→ Material provided:
=== Section Start ===
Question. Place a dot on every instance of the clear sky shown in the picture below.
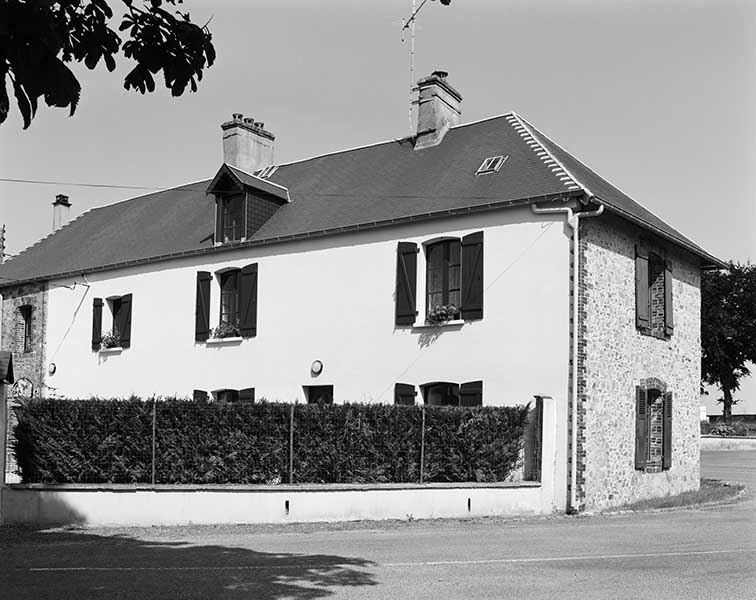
(658, 97)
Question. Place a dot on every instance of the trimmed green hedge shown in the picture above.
(110, 441)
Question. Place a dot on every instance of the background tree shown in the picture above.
(37, 38)
(728, 329)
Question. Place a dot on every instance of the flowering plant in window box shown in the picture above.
(441, 314)
(110, 340)
(225, 330)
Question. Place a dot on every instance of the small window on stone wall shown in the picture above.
(653, 294)
(24, 328)
(653, 429)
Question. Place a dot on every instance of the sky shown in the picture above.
(658, 97)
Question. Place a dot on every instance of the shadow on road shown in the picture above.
(73, 564)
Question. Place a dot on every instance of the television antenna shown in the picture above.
(409, 24)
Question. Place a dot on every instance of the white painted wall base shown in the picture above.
(727, 443)
(172, 505)
(140, 505)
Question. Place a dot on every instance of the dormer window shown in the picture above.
(232, 215)
(243, 202)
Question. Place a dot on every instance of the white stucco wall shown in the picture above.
(331, 299)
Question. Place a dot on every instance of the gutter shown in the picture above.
(573, 220)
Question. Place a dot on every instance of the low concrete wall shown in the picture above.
(180, 505)
(140, 505)
(715, 442)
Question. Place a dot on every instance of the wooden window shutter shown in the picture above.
(404, 394)
(669, 323)
(96, 323)
(667, 432)
(124, 320)
(641, 427)
(248, 301)
(406, 283)
(642, 307)
(472, 276)
(471, 394)
(218, 218)
(202, 310)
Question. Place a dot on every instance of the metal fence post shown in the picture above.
(422, 445)
(154, 421)
(291, 444)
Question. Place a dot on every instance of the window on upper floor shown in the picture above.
(454, 280)
(24, 328)
(235, 302)
(442, 260)
(653, 294)
(404, 394)
(231, 216)
(229, 306)
(112, 328)
(653, 427)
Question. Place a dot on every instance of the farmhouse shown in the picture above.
(469, 264)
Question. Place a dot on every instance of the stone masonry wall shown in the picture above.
(27, 365)
(614, 357)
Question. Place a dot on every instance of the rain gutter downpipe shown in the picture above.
(573, 220)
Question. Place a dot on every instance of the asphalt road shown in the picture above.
(707, 552)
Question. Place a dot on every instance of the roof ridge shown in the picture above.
(157, 191)
(592, 170)
(257, 177)
(686, 238)
(49, 235)
(389, 141)
(526, 133)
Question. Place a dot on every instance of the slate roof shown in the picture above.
(371, 186)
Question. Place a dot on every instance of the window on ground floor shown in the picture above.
(319, 394)
(445, 393)
(653, 428)
(24, 328)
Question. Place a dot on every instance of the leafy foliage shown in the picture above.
(728, 328)
(110, 441)
(225, 330)
(38, 38)
(442, 314)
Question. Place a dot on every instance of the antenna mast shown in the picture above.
(410, 24)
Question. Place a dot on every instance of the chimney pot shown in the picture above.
(61, 208)
(246, 145)
(439, 108)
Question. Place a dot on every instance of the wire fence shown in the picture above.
(184, 442)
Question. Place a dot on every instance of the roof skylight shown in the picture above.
(491, 165)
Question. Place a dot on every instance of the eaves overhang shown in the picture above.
(492, 205)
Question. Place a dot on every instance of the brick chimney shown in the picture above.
(61, 208)
(439, 107)
(246, 144)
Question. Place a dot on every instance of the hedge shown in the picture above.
(110, 441)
=== Section End ===
→ Action item: At the line with "Question. Place a dot on every instance of the hedge", begin reproducing the material above exactly, and continue through its last line.

→ Response area:
Question. Place a dot on every instance of the hedge shown in the picture above.
(110, 441)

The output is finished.